Preferred Citation: Lynch, Owen M., editor Divine Passions: The Social Construction of Emotion in India. Berkeley:  University of California Press,  c1990 1990. http://ark.cdlib.org/ark:/13030/ft296nb18c/


 
Notes

Seven In Nanda Baba's House The Devotional Experience in Pushti Marg Temples

This essay is based on fieldwork conducted in Ujjain city, central India, between April 1977 and August 1978 and a Ph.D. dissertation submitted to the School of Oriental and African Studies, University of London, in March 1983. The research was supported throughout by the Social Science Research Council. Special thanks go to my supervisors, Adrian Mayer and Audrey Cantlie, and also to Owen Lynch for encouraging me to develop this particular theme.

1. Braj is the region around the city of Mathura in the modern Indian state of Uttar Pradesh where Krishna is supposed to have spent his infancy and youth. It is a major center of pilgrimage for Vaishnavas.

2. My dissertation focuses on temple organization and worship in Pushti Marg (Bennett 1983). Barz (1976) is an excellent study of the sect. Other works in English include Bhatt (1979), Jindel (1976), Marfatia (1967), Parekh (1943), Shah (1969), and Toothi (1935).

3. See Wach (1948: 128) and Barz (1976:39-41) for definitions of the Hindu sampradaya and Burghart (1978) for an explanation of its structure.

4. Vallabhacarya is generally regarded as an incarnation of Lord Krishna, or more specifically as an Incarnation of the Mouth of Krishna ( Mukhavatara ) and an Essential Form of Agni ( Agnisvarupa ). His male descendants are also revered as incarnations of Krishna, although their spiritual standing has been ambiguous and controversial (Bennett 1983:78-128).

5. The Bhagavata-Purana[ *] is a ninth-century South Indian Sanskrit epic that describes the earthly life of the cowherd god Krishna during his sojourn in Braj. The Rasapancadhyayi[ *] , or the five chapters of the tenth book which cover the Rasa Lila , is a particular favorite of the Krishnaite sects and cults.

6. The appearance of the image of Sri Nathji and its early history are recorded in a popular sectarian chronicle written in the Braj language and translated as "The Account of the Manifestation of Sri Nathji" (Harirayji 1968), the first part of which has recently been translated into English by Vaudeville (1980).

> [Exercise instructions]
1. Transcribe the part of the notes that opens with the words containing "1. Braj is the" and closes with "and Toothi (1935).".
2. Condense the paragraph of the notes beginning "Vallabhacarya is generally regarded" into two shorter sentences, keeping its main facts.
3. Name every author the notes list under "Other works in English" on the sect, with the year given for each.
The listing comes from a different source than the notes.

> [Extracted data]
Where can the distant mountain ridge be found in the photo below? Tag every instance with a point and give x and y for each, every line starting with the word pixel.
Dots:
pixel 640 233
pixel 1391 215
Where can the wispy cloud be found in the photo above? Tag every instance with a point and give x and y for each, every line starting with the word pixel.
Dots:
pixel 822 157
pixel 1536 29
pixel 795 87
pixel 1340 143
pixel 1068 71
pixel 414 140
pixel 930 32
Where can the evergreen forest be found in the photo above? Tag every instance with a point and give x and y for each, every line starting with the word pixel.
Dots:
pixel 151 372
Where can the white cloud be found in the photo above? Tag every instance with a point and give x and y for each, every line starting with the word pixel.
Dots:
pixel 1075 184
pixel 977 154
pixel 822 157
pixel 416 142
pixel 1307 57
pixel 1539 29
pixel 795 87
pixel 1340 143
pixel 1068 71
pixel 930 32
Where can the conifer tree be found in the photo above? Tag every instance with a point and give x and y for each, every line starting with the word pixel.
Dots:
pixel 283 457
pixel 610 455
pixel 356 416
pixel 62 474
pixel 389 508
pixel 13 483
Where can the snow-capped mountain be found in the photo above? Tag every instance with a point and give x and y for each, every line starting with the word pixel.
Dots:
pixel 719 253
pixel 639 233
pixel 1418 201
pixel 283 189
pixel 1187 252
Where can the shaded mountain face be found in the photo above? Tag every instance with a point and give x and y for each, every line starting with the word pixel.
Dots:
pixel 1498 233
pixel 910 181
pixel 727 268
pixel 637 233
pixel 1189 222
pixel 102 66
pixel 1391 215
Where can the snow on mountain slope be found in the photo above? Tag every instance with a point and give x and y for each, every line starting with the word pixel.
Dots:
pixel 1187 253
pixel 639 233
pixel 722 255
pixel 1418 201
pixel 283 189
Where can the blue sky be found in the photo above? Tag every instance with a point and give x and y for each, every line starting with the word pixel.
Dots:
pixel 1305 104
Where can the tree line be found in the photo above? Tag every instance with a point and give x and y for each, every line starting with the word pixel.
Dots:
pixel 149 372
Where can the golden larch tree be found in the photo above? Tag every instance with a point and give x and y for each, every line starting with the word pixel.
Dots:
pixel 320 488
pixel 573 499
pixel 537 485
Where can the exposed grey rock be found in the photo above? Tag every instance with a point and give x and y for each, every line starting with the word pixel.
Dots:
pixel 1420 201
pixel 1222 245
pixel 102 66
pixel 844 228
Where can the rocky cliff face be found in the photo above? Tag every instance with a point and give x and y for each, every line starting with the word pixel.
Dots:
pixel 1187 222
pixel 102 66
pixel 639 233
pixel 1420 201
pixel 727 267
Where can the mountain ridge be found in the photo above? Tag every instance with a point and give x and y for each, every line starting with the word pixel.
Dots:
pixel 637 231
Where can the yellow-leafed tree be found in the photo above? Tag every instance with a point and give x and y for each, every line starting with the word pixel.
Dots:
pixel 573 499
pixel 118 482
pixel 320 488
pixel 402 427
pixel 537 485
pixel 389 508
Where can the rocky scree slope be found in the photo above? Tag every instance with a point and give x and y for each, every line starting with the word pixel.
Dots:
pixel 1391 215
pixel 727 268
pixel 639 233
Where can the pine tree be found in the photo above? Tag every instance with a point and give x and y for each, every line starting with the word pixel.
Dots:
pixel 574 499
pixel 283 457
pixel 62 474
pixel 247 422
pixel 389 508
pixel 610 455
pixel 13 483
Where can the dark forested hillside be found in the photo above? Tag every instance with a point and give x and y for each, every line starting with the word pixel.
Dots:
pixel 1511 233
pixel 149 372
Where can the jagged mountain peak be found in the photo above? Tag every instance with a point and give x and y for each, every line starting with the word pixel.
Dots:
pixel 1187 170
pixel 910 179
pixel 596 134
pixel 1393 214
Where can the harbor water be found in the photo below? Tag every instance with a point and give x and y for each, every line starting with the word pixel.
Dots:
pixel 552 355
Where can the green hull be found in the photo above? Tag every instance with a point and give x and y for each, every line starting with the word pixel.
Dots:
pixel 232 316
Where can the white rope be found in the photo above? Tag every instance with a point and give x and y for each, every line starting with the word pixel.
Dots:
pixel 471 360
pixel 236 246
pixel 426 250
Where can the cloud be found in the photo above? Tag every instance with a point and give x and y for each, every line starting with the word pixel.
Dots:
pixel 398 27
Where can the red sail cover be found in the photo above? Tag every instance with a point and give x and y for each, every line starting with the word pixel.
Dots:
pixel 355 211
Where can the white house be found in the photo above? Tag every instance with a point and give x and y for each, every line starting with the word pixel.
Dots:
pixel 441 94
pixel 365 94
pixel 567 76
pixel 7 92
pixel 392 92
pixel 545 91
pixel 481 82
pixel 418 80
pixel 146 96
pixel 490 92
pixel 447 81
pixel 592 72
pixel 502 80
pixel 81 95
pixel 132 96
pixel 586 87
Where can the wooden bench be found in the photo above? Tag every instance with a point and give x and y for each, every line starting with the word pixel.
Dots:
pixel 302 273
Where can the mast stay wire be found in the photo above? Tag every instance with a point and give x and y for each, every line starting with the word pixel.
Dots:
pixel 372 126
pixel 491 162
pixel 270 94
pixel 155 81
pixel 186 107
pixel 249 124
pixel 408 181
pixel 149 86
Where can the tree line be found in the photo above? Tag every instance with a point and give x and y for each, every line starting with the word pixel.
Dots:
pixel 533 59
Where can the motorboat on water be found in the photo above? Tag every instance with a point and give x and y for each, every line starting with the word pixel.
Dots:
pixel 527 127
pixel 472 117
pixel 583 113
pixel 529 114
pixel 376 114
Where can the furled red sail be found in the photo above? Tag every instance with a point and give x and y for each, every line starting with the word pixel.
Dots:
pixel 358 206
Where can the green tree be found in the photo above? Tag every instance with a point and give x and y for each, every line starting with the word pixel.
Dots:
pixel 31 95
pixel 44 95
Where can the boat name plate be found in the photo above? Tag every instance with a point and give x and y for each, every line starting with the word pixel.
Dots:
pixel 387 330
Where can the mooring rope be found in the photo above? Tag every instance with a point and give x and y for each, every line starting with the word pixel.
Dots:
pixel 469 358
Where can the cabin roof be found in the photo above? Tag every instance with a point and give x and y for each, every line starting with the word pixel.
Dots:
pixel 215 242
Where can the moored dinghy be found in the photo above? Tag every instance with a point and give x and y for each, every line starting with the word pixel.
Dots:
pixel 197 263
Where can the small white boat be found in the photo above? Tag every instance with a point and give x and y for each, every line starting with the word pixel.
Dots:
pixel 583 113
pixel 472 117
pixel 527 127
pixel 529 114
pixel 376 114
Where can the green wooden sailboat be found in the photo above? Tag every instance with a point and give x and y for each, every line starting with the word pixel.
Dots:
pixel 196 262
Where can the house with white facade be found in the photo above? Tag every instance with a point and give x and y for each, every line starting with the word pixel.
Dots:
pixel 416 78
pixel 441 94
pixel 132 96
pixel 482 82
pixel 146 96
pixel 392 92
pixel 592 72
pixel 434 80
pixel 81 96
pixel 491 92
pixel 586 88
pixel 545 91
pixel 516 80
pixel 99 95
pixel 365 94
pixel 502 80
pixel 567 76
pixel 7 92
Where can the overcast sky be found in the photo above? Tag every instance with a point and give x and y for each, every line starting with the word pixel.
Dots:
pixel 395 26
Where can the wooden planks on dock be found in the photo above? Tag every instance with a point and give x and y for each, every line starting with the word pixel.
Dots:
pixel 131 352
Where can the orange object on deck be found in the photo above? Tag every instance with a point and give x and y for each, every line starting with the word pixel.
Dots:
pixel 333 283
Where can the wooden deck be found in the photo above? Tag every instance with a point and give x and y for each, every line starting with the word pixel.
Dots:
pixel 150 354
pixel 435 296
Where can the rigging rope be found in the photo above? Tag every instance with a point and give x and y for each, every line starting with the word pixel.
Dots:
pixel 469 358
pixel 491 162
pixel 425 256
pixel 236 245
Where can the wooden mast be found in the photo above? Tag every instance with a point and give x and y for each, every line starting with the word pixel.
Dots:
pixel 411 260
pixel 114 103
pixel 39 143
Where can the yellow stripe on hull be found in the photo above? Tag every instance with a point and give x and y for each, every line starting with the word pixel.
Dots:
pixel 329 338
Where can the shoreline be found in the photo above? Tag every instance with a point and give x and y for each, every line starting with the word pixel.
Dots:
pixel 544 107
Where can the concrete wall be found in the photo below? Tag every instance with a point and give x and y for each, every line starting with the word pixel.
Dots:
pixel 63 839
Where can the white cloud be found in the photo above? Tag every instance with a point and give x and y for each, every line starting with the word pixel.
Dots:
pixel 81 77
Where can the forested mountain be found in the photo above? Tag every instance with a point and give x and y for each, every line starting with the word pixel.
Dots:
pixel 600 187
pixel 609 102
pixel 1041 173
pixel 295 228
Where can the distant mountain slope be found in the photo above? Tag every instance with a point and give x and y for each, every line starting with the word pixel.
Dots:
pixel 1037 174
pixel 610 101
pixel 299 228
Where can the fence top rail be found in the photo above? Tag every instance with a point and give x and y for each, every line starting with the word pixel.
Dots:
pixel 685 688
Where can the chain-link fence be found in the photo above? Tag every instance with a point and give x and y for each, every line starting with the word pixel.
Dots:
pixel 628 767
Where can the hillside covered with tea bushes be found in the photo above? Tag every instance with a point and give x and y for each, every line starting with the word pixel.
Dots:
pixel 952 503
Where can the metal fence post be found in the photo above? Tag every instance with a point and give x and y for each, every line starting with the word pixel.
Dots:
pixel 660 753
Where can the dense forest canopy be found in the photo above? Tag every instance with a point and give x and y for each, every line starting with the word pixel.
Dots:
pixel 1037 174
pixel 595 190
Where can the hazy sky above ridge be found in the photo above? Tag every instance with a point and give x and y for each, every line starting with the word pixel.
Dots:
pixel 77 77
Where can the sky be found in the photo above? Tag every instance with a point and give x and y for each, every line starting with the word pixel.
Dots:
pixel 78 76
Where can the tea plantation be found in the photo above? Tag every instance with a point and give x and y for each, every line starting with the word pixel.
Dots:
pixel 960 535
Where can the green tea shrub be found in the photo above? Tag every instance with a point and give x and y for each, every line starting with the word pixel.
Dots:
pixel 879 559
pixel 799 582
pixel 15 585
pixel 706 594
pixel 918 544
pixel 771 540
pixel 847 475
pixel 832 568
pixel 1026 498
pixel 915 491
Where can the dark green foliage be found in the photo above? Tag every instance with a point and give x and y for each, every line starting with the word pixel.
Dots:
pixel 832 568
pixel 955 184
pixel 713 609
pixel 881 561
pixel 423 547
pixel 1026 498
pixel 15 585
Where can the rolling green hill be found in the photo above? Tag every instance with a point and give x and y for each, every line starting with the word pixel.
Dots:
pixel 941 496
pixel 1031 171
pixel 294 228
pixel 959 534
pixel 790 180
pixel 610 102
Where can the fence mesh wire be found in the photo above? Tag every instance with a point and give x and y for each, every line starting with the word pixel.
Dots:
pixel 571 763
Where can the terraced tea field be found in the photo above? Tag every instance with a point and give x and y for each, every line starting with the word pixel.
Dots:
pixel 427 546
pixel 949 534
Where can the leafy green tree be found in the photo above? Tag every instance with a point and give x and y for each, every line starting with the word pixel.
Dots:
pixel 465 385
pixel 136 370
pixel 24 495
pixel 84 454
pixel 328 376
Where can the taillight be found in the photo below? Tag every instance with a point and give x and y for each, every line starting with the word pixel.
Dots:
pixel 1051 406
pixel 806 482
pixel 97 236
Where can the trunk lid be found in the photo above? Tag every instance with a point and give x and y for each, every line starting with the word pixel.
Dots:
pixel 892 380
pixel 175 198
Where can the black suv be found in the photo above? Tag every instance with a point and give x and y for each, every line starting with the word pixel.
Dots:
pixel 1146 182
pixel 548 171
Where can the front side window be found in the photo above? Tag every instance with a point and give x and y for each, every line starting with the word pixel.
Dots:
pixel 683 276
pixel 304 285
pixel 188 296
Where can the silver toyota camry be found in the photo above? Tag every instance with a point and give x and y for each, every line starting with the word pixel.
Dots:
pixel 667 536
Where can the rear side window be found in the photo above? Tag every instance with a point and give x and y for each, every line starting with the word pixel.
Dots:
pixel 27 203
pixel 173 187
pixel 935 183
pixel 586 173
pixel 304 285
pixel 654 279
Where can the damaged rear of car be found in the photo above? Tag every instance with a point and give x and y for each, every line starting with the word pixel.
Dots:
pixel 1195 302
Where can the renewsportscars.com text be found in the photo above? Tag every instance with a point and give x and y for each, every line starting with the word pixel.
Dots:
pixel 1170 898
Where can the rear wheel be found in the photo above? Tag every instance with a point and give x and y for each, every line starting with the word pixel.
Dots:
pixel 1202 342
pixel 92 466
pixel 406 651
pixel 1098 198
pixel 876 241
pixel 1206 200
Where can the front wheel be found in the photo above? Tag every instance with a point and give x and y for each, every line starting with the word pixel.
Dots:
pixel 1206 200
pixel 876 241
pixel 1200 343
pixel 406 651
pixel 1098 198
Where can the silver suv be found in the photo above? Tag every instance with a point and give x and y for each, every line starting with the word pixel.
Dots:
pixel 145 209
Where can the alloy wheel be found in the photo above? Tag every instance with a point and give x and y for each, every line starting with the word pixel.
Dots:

> [Exercise answers]
1.
1. Braj is the region around the city of Mathura in the modern Indian state of Uttar Pradesh where Krishna is supposed to have spent his infancy and youth. It is a major center of pilgrimage for Vaishnavas.

2. My dissertation focuses on temple organization and worship in Pushti Marg (Bennett 1983). Barz (1976) is an excellent study of the sect. Other works in English include Bhatt (1979), Jindel (1976), Marfatia (1967), Parekh (1943), Shah (1969), and Toothi (1935).

2. Vallabhacarya is widely seen as an incarnation of Krishna, specifically the Mouth of Krishna (Mukhavatara) and an Essential Form of Agni (Agnisvarupa). His male descendants are also revered as incarnations of Krishna, though their spiritual standing has been ambiguous and controversial (Bennett 1983:78-128).

3.
Bhatt (1979)
Jindel (1976)
Marfatia (1967)
Parekh (1943)
Shah (1969)
Toothi (1935)